→ **Work instructions**:
1/ According to the passage on sea level rise and rainfall, how many people in the US will need to migrate with 6 feet of sea level rise?
2/ Carry on the passage on sea level rise and rainfall intensity, picking up right after its final sentence.
Page extract: Begin
The Union of Concerned Scientists (UCS) sponsored a report in 2017 based on NOAA 2017, When Rising Seas Hit Home. this report was largely about chronic inundation rom sunny day high tides and states, “There comes a threshold of sea level rise-induced flooding that makes normal routines impossible and drives hard choices.” … “UCS defines flooding that occurs 25 times per year (on average, once every other week) or more as ‘chronic inundation’ [or] any coastal community that experiences this frequency of flooding over 10 percent or more of its land area, excluding wetlands and areas protected by federal levees.” (9)
Another report by the UCS in 2018 based on NOAA 2017, Underwater: Rising Seas, Chronic Floods, and the Implications for US Coastal Real Estate tells us, “More than 300,000 of today’s coastal homes, with a collective market value of about $117.5 billion today, are at risk of chronic inundation in 2045… By the end of the century, [or with 6.6 feet of sea level rise] … this includes as many as 2.4 million homes—the rough equivalent of all the homes in Los Angeles and Houston combined.” (10)
The fourth National Climate Assessment tells us, “There is medium confidence that many coastal communities will be transformed by 2100 under any scenario and that many individuals will be financially devastated under lower emission scenarios (RCP4.5 or RCP2.6). Considering current exposure of assets and the latest SLR science, large economic losses in coastal regions that will generate cascading impacts to the overall economy of the United States are considered to be likely.” Altogether in the U.S., 13.1 million people in the US will need to migrate with 6 feet of sea level rise. (11)
With median sea level rise of 0.86 meters and 95th percentile of 1.8m in 2100, global annual flood costs without additional adaptation are projected to be US$ 14.3 trillion per year (2.5% of GDP) for the median scenario and up to US$ 27.0 trillion per year for the 95th percentile, accounting for 4.7% of global GDP. (12)
Increasing Rainfall Intensity
Rainfall rates are increasing dramatically on a warmer planet, not only because a 1 degree C warming allows air to hold 7 percent more water, but because of dynamic effects that further increase the ability of rainfall to increase in intensity. In 2018, the National Weather Service released Atlas 14 Precipitation Frequency Atlas for Texas, based on rain gauge date that extended the previous frequency evaluation done in 1970. During this time, rainfall intensity for extreme storms increased by four times. In other words, warming has caused the old 100-year storm to become as frequent as the new 25-year storm. Atlas 14 for Texas has numerous caveats however. Since data stopped being logged in 2017, our climate’s average temperature has increased 0.4 degree C, or a third of all warming prior to 2017. Atlas 14 for Texas also considers their data to be stationary, where of course their data are not stationary as rainfall intensity increases with warming and warming is increasing. This is a fundamental challenge in much of climate science because of the commonness of frequentist statistics that requires the data be stationary. Work on nonstationarity in rainfall frequency in Nature, out of the University of California Irvine, shows that assuming data are stationary can result in a 60 percent understatement of statistical results. (13)
Page extract: End
Dataset: Begin
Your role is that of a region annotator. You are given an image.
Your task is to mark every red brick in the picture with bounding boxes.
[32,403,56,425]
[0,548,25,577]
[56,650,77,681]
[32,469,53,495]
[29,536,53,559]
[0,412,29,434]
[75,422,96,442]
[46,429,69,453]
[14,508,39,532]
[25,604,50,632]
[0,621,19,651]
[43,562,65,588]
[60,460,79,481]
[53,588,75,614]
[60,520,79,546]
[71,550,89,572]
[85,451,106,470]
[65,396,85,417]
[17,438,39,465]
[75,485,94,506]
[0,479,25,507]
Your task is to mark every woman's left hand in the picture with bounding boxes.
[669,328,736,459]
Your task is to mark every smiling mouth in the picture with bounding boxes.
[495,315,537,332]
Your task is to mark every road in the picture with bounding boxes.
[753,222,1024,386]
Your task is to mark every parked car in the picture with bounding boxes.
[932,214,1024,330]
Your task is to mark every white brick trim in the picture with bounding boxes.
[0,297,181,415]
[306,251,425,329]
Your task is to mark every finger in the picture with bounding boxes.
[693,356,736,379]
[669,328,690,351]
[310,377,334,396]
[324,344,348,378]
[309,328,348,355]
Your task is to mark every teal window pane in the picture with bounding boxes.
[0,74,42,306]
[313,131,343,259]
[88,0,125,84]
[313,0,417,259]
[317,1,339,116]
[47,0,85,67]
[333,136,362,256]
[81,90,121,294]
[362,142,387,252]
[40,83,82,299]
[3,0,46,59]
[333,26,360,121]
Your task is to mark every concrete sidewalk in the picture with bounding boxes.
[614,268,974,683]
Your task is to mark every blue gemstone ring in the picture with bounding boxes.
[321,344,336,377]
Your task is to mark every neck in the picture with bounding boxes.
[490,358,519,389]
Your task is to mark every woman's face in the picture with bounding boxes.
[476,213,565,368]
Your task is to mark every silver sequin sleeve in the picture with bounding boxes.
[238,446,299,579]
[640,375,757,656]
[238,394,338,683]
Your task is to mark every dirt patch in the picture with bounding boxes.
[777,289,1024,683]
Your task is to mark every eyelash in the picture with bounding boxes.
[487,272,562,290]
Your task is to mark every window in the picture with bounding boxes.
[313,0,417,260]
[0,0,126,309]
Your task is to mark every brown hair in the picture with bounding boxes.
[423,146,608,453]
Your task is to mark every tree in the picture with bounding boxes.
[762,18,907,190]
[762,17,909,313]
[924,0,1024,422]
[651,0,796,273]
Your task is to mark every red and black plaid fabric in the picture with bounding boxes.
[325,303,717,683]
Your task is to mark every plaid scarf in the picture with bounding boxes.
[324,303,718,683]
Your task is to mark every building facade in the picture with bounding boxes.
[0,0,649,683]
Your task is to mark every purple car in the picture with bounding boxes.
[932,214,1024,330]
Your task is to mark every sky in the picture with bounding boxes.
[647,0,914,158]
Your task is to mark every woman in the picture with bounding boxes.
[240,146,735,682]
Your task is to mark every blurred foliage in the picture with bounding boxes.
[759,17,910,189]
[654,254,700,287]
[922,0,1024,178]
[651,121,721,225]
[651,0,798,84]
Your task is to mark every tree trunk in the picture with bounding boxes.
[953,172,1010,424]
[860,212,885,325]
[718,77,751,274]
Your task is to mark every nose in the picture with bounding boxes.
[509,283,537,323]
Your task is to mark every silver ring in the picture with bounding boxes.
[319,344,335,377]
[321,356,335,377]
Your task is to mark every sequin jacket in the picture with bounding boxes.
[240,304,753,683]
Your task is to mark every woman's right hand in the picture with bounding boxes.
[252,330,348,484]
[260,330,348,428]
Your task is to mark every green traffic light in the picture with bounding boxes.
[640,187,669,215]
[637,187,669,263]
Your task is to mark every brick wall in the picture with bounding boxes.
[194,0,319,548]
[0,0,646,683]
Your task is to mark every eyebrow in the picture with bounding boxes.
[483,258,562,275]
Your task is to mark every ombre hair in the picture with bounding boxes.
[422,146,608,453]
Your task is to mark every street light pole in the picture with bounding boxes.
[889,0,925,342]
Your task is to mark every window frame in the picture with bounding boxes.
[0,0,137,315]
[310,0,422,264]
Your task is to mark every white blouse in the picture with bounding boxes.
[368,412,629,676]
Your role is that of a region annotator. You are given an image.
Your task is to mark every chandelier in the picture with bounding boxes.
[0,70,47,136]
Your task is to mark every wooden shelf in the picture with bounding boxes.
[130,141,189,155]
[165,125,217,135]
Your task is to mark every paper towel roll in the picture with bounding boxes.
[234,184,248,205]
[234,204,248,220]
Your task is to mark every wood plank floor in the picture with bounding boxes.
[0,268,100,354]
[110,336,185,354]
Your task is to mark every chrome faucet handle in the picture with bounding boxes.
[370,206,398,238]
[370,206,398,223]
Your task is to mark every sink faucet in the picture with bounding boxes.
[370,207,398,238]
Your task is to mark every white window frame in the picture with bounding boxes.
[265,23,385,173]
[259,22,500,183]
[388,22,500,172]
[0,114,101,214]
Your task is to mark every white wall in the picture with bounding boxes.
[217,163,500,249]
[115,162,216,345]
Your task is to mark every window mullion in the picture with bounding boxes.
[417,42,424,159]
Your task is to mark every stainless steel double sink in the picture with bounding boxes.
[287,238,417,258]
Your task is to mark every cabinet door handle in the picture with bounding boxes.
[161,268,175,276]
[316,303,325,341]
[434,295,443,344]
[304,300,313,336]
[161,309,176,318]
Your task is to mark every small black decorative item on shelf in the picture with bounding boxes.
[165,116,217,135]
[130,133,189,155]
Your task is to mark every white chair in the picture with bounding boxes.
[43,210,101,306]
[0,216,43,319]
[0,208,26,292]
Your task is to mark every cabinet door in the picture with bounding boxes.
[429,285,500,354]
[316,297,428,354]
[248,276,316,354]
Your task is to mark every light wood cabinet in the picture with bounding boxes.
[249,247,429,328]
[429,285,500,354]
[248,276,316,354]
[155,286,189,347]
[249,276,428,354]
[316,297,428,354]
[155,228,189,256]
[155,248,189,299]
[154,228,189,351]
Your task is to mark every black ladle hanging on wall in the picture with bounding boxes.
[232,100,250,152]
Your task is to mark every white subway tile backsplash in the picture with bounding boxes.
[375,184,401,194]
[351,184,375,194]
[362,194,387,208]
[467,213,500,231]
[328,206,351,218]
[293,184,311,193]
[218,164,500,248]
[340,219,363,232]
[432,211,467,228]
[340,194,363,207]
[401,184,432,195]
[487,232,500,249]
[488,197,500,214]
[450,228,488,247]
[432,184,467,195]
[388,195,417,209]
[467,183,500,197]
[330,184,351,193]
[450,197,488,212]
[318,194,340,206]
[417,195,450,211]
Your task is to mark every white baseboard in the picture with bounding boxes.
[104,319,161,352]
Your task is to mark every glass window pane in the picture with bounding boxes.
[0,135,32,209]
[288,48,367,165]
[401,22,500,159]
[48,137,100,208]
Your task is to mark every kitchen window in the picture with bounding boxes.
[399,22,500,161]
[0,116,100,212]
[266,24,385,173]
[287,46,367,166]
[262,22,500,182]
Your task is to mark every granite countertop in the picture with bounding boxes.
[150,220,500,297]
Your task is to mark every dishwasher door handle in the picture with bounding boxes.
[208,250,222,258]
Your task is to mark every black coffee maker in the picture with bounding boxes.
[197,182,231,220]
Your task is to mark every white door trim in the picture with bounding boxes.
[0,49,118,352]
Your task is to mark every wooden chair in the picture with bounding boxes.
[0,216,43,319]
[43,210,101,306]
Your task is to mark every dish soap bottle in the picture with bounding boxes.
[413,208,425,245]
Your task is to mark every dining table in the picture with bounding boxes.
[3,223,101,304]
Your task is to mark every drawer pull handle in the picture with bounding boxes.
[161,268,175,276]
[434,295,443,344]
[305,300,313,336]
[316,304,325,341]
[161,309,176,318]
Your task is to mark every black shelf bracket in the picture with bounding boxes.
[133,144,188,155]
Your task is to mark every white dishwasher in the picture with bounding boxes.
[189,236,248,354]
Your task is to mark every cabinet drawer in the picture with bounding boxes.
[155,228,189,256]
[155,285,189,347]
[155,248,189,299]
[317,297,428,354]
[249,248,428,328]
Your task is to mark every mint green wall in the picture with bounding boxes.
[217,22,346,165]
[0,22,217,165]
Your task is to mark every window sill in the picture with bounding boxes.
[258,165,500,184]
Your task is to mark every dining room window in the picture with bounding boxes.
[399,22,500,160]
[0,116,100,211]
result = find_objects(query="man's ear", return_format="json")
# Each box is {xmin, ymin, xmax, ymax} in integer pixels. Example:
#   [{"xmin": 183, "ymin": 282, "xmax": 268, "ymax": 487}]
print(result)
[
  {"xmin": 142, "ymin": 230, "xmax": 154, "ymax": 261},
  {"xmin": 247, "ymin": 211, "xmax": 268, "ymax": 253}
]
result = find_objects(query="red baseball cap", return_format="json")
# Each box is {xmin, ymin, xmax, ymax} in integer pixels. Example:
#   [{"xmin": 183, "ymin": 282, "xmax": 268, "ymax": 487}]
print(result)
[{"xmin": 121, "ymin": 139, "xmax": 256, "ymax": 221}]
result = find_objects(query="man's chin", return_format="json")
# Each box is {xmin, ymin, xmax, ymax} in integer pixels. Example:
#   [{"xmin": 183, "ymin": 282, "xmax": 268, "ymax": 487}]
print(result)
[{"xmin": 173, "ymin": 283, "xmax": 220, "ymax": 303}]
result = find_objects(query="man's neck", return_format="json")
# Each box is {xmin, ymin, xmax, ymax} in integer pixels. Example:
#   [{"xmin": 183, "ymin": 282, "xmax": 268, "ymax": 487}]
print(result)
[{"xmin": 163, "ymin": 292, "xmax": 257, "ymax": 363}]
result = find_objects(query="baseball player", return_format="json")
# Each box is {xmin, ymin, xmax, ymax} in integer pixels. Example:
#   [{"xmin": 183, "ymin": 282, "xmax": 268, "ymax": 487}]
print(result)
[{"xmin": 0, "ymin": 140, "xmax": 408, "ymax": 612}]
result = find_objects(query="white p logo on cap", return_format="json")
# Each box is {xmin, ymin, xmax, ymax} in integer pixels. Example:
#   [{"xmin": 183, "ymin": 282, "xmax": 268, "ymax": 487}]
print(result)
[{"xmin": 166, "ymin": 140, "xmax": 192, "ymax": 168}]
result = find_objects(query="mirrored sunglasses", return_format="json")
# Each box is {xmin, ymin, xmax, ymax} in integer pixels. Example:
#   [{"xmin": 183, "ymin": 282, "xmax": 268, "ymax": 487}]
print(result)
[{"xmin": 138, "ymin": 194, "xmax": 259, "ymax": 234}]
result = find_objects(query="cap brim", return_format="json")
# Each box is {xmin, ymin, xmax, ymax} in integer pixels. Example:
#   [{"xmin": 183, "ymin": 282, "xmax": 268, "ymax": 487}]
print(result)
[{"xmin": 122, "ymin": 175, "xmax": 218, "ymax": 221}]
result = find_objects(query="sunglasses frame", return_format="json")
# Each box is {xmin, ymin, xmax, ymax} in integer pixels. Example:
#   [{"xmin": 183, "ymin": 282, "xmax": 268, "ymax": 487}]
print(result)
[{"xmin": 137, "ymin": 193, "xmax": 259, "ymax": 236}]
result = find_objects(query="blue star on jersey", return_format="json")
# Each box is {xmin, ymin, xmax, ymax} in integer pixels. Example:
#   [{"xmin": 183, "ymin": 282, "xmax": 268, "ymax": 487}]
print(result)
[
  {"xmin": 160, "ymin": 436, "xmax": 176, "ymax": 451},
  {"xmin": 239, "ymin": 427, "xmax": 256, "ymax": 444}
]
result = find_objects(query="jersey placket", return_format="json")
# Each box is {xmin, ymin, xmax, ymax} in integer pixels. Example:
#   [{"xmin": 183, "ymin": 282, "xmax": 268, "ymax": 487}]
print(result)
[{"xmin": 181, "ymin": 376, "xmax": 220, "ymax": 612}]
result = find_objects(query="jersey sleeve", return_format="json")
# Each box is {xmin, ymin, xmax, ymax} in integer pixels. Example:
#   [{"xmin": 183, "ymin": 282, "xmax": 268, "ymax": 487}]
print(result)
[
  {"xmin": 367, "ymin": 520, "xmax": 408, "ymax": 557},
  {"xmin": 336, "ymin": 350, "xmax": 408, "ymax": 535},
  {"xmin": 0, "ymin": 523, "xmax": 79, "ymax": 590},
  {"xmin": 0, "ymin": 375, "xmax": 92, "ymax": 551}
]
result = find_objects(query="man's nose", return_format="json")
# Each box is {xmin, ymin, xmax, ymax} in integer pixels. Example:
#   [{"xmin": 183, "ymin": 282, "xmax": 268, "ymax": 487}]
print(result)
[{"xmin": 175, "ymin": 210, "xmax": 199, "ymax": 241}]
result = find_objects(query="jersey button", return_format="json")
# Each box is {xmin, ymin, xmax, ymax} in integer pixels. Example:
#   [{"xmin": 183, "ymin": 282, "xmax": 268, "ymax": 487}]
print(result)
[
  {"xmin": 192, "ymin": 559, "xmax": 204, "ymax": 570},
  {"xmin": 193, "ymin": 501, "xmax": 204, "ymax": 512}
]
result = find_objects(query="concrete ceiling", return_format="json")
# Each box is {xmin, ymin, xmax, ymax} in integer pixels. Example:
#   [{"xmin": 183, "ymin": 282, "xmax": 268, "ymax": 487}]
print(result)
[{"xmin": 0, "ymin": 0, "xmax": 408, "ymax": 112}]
Dataset: End
→ **Set of answers**:
1/ 13.1 million people.

2/
The Myth of Endless Adaptation
The first key point of this report by Future Earth, a globally significant coalition of major climate players, is “Questioning the myth of endless adaptation.” The report reveals, “The potential to adapt to climate change is not limitless: people and ecosystems in different places across the world are already confronted with limits to adaptation, and if the planet warms beyond 1.5°C or even 2°C, more widespread breaching of adaptation limits is expected. Hence, adaptation efforts cannot substitute for ambitious mitigation… Existing adaptation efforts are falling short of adequately reducing risks from past, current and future climate change, leaving the most vulnerable particularly exposed to climate impacts… Adaptation cannot substitute for ambitious mitigation efforts. Even effective adaptation will not avoid all losses and damages, and new limits to adaptation can emerge in the shape of conflicts, pandemics and pre-existing development challenges. Deep and swift mitigation is critical to avoid widespread breaching of adaptation limits.” (14)
The Speed of Climate Change and Cascading Impacts Limit Adaptation
Work out of the Kings College in London and the University of South Carolina, “Limits to adaptation, Building an integrated research agenda,” tells us that with faster climate change in combination with inevitable and cascading events, risks are greater of hitting adaptation limits than with the speed of climate change alone. This article says, “Comparison of the relative rates of change possible in different contexts (for instance, the evolution of behaviors, identities, regulations or markets) and the pace of change in specific climate risks offers policy relevant opportunities to anticipate limits and the time available to act. We can predict that with intensified and more extreme climate impacts, adaptation limits will be experienced more widely, by more people, in more places, sectors and systems. There is an emerging literature on systemic climate risks (Centeno et al., 2015) which envisages connecting, cascading and amplifying risks over time. We anticipate these affects to precipitate the onset of cascading multilevel and transnational climate adaptation limits. Just as a scalar appreciation of limits is needed, so the propagation of limits through scales needs to be considered.” (15)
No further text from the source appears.